Task requirements: Quote all of the data below word for word, with every line in its original order and nothing changed.

begin

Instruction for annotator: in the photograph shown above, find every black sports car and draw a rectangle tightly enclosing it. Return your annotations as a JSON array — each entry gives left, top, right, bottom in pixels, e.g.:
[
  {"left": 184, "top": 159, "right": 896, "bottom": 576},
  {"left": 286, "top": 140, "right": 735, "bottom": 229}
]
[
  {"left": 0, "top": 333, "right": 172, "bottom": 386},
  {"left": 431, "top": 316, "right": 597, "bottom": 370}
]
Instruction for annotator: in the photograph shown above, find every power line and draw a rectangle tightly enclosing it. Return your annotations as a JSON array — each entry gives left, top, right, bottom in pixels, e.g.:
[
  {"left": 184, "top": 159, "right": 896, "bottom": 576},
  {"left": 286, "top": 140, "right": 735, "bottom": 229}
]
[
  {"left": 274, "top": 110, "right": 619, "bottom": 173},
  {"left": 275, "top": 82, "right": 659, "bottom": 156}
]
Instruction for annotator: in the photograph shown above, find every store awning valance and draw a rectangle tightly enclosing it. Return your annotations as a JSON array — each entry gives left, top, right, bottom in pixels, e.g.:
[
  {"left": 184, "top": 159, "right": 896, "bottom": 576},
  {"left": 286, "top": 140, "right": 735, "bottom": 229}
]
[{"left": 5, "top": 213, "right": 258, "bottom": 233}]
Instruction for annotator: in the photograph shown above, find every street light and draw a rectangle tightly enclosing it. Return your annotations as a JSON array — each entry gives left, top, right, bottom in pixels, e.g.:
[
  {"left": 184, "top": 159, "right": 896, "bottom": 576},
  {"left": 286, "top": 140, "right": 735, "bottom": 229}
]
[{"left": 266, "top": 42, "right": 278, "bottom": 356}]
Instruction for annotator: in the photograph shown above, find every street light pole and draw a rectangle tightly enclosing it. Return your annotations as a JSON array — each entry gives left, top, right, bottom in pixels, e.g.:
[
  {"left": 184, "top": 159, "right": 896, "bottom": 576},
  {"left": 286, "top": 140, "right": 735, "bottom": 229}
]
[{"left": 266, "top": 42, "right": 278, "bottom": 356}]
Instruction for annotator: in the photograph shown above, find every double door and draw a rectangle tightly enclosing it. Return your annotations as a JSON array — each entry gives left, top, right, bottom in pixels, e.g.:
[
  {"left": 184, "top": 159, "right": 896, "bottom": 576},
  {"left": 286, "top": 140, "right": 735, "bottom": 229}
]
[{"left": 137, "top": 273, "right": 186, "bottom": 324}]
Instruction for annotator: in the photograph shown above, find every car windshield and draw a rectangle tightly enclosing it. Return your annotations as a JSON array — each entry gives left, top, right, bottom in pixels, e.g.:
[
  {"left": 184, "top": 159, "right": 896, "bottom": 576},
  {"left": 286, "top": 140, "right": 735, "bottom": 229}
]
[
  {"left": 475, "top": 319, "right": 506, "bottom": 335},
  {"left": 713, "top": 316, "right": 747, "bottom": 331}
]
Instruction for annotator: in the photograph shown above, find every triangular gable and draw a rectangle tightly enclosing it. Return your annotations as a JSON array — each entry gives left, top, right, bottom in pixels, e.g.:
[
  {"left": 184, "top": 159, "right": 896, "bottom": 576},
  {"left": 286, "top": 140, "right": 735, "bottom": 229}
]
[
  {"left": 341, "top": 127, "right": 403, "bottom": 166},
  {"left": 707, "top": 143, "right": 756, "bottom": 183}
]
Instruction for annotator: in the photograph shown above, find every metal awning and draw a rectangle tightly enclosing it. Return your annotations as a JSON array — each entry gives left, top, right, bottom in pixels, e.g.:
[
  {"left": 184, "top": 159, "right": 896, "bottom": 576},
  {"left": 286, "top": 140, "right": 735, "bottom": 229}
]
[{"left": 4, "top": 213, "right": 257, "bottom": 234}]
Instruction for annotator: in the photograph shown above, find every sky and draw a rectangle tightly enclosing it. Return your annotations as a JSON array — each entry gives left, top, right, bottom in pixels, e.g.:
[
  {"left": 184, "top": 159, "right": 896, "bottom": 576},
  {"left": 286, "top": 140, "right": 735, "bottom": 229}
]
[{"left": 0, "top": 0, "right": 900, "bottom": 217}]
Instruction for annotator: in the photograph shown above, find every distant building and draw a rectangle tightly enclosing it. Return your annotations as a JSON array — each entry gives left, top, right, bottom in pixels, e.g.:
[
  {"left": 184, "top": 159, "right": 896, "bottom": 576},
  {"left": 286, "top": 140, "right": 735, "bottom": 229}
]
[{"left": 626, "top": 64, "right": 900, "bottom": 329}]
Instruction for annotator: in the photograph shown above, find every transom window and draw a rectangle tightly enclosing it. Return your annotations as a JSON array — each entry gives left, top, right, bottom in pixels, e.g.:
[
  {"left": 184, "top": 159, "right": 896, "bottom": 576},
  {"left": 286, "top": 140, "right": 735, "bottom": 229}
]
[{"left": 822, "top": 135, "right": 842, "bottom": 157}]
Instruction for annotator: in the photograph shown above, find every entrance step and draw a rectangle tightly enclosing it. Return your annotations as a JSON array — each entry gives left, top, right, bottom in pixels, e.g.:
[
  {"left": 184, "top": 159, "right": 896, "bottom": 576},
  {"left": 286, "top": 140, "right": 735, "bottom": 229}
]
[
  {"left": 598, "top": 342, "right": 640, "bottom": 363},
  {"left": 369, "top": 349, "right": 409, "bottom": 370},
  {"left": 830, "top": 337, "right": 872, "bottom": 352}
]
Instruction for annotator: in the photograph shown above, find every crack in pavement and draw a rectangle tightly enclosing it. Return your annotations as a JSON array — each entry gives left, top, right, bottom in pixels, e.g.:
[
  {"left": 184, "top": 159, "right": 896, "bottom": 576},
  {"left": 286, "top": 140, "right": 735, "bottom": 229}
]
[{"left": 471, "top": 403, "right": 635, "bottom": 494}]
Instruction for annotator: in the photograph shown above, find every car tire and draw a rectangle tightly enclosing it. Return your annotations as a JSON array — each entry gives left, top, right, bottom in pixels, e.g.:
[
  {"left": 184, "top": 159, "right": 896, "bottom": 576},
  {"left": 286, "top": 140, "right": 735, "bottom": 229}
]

end

Result of the task:
Instruction for annotator: in the photograph shown above, find every black sports car and draw a rectangle tightly enclosing it. Return your annotations as a JSON array — each entry gives left, top, right, bottom in pixels, e.g.:
[
  {"left": 184, "top": 159, "right": 896, "bottom": 576},
  {"left": 286, "top": 140, "right": 735, "bottom": 229}
]
[
  {"left": 0, "top": 333, "right": 172, "bottom": 386},
  {"left": 431, "top": 316, "right": 597, "bottom": 370}
]
Instruction for annotator: in the photograph shown above, find every power line and draw a rectangle tightly enclosing it. Return your annotations as a JSON array — each entry gives left, top, right, bottom in pixels, e.g.:
[
  {"left": 184, "top": 159, "right": 896, "bottom": 576},
  {"left": 286, "top": 140, "right": 735, "bottom": 229}
]
[
  {"left": 274, "top": 110, "right": 619, "bottom": 173},
  {"left": 275, "top": 82, "right": 659, "bottom": 156}
]
Instruction for annotator: in the photograph shown above, find every store awning valance and draw a rectangle tightly enclosing it. Return your annotations as a JSON array — each entry gives left, top, right, bottom in pixels, e.g.:
[
  {"left": 184, "top": 159, "right": 896, "bottom": 576},
  {"left": 286, "top": 140, "right": 735, "bottom": 229}
]
[{"left": 5, "top": 213, "right": 258, "bottom": 233}]
Instruction for annotator: in the photograph shown above, find every street light and draw a rectangle tightly enclosing it. Return your annotations as a JSON array — each entry gives left, top, right, bottom in pixels, e.g.:
[
  {"left": 184, "top": 159, "right": 896, "bottom": 576},
  {"left": 286, "top": 140, "right": 735, "bottom": 229}
]
[{"left": 266, "top": 42, "right": 278, "bottom": 356}]
Instruction for annotator: in the photograph shown above, find every street light pole and draw a rectangle tightly enclosing it. Return your annotations as a JSON array — each entry gives left, top, right, bottom in pixels, e.g.:
[
  {"left": 184, "top": 159, "right": 896, "bottom": 576},
  {"left": 286, "top": 140, "right": 735, "bottom": 229}
]
[{"left": 266, "top": 42, "right": 278, "bottom": 356}]
Instruction for annotator: in the photograph shown above, find every double door and draw a rectangle tightly enclosing it. Return your annotations as a JSON array — each entry gives left, top, right, bottom in pixels, e.g.:
[
  {"left": 184, "top": 159, "right": 896, "bottom": 576},
  {"left": 286, "top": 140, "right": 735, "bottom": 229}
]
[{"left": 137, "top": 273, "right": 186, "bottom": 324}]
Instruction for annotator: in the photograph shown above, find every car windshield and draw a rectangle tightly enclosing it. Return your annotations as a JSON array — each entry gives left, top, right, bottom in pixels, e.g.:
[
  {"left": 184, "top": 159, "right": 896, "bottom": 576},
  {"left": 286, "top": 140, "right": 735, "bottom": 229}
]
[
  {"left": 475, "top": 319, "right": 506, "bottom": 335},
  {"left": 713, "top": 316, "right": 747, "bottom": 331}
]
Instruction for annotator: in the photograph shown above, find every triangular gable and draw a rectangle tightly enclosing it. Return your annotations as a JSON array — each entry gives left, top, right, bottom in pixels, e.g.:
[
  {"left": 184, "top": 159, "right": 896, "bottom": 576},
  {"left": 286, "top": 140, "right": 735, "bottom": 229}
]
[
  {"left": 341, "top": 127, "right": 403, "bottom": 166},
  {"left": 707, "top": 143, "right": 756, "bottom": 183}
]
Instruction for annotator: in the photograph shown above, find every metal awning and draw a rectangle tightly enclosing it. Return your annotations as a JSON array — each entry gives left, top, right, bottom in pixels, e.g.:
[
  {"left": 184, "top": 159, "right": 896, "bottom": 576},
  {"left": 286, "top": 140, "right": 735, "bottom": 229}
]
[{"left": 4, "top": 213, "right": 257, "bottom": 234}]
Instruction for annotator: in the photograph shown above, find every sky and draw a rectangle tightly enclosing it. Return your annotations as a JSON array — each entry gives left, top, right, bottom in pixels, e.g.:
[
  {"left": 184, "top": 159, "right": 896, "bottom": 576},
  {"left": 286, "top": 140, "right": 735, "bottom": 229}
]
[{"left": 0, "top": 0, "right": 900, "bottom": 217}]
Instruction for annotator: in the photograph shown above, find every distant building and draw a rectangle tightly enclosing it. Return your annotations as a JSON array — each entry gives left, top, right, bottom in pixels, e.g.:
[
  {"left": 184, "top": 159, "right": 896, "bottom": 576},
  {"left": 286, "top": 140, "right": 735, "bottom": 229}
]
[{"left": 626, "top": 64, "right": 900, "bottom": 329}]
Instruction for annotator: in the photograph shown above, find every transom window and draw a rectangle tightly enclosing it. Return your annotations as a JSON array — each entry gives left, top, right, bottom in pixels, e.g.:
[
  {"left": 184, "top": 159, "right": 896, "bottom": 576},
  {"left": 286, "top": 140, "right": 735, "bottom": 229}
]
[{"left": 822, "top": 135, "right": 842, "bottom": 157}]
Instruction for annotator: in the photograph shown above, find every entrance step and draw a rectangle tightly enclosing it. Return your annotations as a JSON array — each entry gives left, top, right, bottom in pixels, e.g.:
[
  {"left": 184, "top": 159, "right": 896, "bottom": 576},
  {"left": 286, "top": 140, "right": 735, "bottom": 229}
]
[
  {"left": 598, "top": 342, "right": 640, "bottom": 363},
  {"left": 369, "top": 349, "right": 409, "bottom": 370},
  {"left": 830, "top": 337, "right": 872, "bottom": 352}
]
Instruction for annotator: in the photograph shown above, find every crack in pavement and draw a rectangle tightly enclosing it. Return your annotations as a JSON array — each entry gives left, top, right, bottom in pixels, e.g.:
[
  {"left": 184, "top": 159, "right": 896, "bottom": 576},
  {"left": 286, "top": 140, "right": 735, "bottom": 229}
]
[{"left": 471, "top": 403, "right": 635, "bottom": 494}]
Instruction for annotator: in the photograph shown above, find every car tire and draw a rectangle tightly enclosing it. Return your annotations as a JSON array — each entry gives left, top, right, bottom in pixels, e.g.:
[
  {"left": 184, "top": 159, "right": 896, "bottom": 576},
  {"left": 286, "top": 140, "right": 735, "bottom": 229}
]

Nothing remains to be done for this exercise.